> _JOB_:
Convert the part of the records that opens with the line containing "Plain rules. Mark every instance of the rear taillight" and closes with the line containing "x=1251 y=291" into a numbered list, keeping both of those lines and dropping any blank lines.

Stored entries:

((

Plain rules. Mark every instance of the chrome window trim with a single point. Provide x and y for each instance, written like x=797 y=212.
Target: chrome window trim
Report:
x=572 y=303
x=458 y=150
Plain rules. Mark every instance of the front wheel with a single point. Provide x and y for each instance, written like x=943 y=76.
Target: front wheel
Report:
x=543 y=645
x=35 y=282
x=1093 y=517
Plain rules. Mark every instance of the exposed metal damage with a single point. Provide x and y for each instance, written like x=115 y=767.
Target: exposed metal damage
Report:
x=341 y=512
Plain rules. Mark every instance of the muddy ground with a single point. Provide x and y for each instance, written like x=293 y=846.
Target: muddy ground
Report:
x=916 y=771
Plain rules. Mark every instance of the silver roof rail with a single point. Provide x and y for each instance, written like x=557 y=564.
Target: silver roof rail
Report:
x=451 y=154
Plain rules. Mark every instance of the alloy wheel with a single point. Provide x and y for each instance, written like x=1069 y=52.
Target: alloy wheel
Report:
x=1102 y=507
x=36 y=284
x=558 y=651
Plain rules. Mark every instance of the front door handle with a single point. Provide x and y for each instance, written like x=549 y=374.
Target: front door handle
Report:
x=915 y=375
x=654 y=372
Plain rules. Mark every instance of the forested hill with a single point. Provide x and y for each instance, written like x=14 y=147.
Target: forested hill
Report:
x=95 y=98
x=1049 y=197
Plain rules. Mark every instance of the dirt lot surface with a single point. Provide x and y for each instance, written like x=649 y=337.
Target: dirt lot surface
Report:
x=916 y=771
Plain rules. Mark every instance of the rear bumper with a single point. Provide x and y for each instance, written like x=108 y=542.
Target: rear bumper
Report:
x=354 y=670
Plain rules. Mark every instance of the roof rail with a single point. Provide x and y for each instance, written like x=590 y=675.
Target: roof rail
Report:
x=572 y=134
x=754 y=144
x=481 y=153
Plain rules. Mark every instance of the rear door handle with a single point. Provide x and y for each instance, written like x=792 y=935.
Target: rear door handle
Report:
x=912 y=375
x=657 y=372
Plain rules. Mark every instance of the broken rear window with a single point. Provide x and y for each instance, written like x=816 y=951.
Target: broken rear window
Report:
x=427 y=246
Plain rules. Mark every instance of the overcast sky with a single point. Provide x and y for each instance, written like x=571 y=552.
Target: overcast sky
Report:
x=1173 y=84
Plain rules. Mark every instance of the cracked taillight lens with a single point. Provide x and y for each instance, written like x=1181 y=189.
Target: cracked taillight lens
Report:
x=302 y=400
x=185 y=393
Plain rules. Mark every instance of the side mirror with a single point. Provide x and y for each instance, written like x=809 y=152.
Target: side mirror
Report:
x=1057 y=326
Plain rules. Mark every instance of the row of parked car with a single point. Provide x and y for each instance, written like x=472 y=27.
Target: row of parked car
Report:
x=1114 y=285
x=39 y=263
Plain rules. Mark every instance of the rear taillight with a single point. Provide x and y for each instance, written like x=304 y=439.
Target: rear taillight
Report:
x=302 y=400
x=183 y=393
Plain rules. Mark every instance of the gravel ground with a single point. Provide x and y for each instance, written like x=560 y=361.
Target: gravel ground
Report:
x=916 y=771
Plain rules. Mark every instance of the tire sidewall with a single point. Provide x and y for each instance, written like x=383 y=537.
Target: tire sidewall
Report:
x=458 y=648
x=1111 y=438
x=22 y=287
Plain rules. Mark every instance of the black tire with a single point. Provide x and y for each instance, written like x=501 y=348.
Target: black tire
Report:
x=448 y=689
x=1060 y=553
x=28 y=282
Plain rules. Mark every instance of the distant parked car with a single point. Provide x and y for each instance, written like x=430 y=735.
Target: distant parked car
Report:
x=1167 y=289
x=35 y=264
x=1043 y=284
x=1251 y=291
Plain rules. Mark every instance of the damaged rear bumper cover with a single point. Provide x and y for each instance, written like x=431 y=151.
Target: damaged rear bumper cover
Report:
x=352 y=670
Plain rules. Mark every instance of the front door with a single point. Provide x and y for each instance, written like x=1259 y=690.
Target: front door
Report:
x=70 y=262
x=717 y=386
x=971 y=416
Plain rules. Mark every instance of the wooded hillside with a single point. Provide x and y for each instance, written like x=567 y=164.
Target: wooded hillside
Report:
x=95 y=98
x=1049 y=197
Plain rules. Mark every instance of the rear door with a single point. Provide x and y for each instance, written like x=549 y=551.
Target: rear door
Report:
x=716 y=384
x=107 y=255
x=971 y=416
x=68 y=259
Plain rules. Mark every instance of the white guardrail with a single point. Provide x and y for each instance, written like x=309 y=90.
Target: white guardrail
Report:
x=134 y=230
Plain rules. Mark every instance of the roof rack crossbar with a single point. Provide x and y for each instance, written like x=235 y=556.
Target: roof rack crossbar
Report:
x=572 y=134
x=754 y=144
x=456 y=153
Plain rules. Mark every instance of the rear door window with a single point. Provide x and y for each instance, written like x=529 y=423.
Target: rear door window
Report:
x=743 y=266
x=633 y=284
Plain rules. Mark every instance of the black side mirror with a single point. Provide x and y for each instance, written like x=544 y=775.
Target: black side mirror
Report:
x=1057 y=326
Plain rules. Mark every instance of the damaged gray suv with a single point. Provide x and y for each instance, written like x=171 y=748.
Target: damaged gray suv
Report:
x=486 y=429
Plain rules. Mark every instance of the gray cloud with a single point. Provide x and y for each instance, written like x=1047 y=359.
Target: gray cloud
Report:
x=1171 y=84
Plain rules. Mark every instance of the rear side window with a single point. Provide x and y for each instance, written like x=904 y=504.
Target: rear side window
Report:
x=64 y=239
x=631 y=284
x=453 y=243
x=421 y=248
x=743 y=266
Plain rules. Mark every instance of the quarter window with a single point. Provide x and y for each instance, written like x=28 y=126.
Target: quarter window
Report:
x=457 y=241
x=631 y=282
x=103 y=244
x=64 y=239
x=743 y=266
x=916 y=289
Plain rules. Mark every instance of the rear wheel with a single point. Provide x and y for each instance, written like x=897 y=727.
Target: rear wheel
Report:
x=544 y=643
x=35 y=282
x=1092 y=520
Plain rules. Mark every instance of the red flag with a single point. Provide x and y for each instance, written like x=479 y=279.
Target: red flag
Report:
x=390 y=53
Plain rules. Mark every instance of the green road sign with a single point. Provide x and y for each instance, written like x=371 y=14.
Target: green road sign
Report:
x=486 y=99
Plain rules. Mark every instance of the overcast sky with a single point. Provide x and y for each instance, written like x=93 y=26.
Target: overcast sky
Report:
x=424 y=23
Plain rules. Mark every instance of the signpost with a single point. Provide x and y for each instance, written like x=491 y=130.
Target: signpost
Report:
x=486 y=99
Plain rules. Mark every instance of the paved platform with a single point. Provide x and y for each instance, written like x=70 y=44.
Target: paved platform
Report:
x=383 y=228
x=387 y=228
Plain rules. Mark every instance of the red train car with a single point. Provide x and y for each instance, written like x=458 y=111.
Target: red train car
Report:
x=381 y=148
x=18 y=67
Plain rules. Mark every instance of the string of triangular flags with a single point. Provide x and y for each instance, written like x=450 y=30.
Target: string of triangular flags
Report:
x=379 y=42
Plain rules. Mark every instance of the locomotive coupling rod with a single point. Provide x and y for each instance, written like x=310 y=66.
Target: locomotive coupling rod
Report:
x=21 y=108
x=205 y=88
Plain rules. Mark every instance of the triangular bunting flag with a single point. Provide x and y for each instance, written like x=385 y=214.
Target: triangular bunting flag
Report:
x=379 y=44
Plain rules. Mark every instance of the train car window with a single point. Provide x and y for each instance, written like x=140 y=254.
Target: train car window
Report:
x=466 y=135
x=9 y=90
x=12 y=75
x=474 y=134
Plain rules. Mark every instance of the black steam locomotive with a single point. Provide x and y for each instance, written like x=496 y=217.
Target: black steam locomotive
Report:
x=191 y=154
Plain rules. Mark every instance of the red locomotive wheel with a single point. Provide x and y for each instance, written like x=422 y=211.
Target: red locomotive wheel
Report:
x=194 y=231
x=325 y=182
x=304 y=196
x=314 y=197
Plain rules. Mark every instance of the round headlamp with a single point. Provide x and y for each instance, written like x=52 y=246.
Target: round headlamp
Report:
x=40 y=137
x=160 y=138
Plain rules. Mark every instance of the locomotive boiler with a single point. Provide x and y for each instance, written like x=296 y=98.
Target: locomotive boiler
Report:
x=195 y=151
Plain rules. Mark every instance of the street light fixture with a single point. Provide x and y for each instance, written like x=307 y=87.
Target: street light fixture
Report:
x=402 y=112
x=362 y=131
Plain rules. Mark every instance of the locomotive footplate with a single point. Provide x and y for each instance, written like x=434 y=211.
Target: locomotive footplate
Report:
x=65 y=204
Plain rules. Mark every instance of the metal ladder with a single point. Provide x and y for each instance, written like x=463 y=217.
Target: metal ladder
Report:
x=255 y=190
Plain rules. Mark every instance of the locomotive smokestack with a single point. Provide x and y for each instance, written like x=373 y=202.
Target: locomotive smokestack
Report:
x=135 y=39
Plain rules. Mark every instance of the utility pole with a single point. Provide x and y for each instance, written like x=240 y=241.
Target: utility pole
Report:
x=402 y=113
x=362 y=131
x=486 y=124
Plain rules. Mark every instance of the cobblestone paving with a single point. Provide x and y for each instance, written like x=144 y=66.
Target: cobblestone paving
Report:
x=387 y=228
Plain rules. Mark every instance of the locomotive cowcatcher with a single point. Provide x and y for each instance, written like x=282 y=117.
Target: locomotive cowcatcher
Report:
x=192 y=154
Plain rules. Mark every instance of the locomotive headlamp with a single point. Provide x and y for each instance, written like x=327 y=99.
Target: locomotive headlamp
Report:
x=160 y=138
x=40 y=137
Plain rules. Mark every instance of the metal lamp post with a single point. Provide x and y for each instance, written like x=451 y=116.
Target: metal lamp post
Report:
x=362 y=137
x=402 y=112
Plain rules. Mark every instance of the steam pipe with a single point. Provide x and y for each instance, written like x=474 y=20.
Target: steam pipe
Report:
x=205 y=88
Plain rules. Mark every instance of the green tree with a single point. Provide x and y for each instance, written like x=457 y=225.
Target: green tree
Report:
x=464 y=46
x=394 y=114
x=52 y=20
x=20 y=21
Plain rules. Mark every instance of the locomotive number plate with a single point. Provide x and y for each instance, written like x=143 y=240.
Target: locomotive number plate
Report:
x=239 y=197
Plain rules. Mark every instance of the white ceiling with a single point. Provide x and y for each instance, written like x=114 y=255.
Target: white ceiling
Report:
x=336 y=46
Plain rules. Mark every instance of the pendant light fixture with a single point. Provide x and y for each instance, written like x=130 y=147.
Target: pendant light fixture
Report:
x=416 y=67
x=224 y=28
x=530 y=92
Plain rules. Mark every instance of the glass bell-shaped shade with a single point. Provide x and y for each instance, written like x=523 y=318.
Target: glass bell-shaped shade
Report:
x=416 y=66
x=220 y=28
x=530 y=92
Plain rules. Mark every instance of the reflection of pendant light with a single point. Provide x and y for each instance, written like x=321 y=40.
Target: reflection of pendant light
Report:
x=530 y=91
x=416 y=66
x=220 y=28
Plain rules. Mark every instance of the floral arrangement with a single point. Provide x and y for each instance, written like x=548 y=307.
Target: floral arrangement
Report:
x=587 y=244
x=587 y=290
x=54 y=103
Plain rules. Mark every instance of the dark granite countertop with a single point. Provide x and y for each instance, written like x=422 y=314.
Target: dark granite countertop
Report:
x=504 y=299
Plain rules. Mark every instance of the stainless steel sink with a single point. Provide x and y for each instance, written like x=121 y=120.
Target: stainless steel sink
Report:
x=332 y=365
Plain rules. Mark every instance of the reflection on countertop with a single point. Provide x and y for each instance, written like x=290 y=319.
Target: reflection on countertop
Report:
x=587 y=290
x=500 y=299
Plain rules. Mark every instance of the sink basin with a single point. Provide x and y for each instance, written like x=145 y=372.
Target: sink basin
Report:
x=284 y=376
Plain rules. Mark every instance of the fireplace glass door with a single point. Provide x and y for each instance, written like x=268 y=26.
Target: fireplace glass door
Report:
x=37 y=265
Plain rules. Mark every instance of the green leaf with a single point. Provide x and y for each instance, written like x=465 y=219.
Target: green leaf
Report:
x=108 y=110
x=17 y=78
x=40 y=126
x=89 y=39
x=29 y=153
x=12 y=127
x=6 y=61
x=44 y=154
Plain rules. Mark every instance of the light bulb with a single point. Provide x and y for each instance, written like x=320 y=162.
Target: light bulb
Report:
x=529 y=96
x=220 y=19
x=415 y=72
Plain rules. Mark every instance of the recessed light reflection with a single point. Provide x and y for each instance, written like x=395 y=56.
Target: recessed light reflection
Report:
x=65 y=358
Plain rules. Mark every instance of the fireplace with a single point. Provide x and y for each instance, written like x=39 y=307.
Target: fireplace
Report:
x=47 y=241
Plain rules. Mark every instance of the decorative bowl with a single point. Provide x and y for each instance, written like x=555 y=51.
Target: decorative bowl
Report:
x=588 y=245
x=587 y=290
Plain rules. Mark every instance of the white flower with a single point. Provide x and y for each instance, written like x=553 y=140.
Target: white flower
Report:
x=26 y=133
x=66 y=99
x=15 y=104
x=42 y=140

))

> _THE RESPONSE_:
1. Plain rules. Mark every instance of the rear taillight with a single point. Provide x and y for each instance, written like x=304 y=439.
2. Target: rear taillight
3. Report:
4. x=302 y=400
5. x=183 y=393
6. Plain rules. Mark every instance of the gravel ground with a single point. Provide x and y for each instance, written like x=560 y=361.
7. Target: gravel ground
8. Report:
9. x=916 y=771
10. Plain rules. Mark every instance of the tire sidewall with a single point. Provide x and y for each instance, written like x=383 y=537.
11. Target: tire sidewall
12. Report:
13. x=458 y=648
14. x=1111 y=438
15. x=22 y=287
16. Plain rules. Mark every instance of the black tire with a single point. Provide x and y for each instance, written like x=501 y=348.
17. Target: black tire
18. Report:
19. x=448 y=689
20. x=1060 y=553
21. x=28 y=282
22. Plain rules. Mark every instance of the distant parked car with a single point. Provide x and y for each instance, written like x=430 y=735.
23. Target: distant parked car
24. Report:
25. x=1167 y=289
26. x=35 y=264
27. x=1043 y=284
28. x=1251 y=291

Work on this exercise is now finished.